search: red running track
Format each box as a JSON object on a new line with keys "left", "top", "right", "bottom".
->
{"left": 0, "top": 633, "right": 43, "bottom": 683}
* * *
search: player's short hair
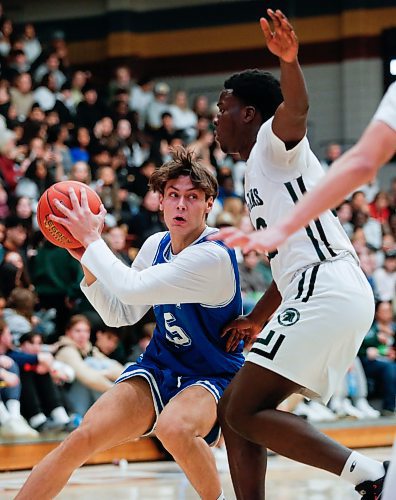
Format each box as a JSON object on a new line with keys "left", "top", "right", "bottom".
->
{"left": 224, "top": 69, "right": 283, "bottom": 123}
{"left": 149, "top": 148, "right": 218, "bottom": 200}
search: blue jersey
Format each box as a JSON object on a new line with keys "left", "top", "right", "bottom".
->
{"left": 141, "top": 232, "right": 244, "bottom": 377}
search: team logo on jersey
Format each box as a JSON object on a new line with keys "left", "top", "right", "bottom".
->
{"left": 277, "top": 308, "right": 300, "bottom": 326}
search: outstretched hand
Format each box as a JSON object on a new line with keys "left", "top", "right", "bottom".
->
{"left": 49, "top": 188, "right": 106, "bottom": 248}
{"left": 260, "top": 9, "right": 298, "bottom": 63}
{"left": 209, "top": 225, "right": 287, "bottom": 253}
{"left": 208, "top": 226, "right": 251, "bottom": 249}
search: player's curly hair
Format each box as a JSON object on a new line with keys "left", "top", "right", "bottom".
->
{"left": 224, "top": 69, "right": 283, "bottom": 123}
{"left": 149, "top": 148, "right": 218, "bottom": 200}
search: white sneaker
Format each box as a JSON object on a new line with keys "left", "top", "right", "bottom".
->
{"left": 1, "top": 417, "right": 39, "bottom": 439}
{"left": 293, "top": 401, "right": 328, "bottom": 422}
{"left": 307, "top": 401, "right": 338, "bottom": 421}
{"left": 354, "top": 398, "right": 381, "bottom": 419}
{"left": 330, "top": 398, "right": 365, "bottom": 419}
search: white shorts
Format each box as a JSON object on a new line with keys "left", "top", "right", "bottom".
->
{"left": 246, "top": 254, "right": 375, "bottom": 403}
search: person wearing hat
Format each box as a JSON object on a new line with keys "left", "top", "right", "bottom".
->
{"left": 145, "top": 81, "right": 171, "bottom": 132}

REQUIRED ACTION: From the records above, copy only the lines starting with the line that holds "search: blue jersey" and going on through the line that holds "search: team logo on jersey", exactly as written.

EXERCISE RESULT:
search: blue jersey
Format each box as a JSON object on a new line with keys "left", "top", "right", "bottom".
->
{"left": 141, "top": 232, "right": 244, "bottom": 377}
search: team logo on jersey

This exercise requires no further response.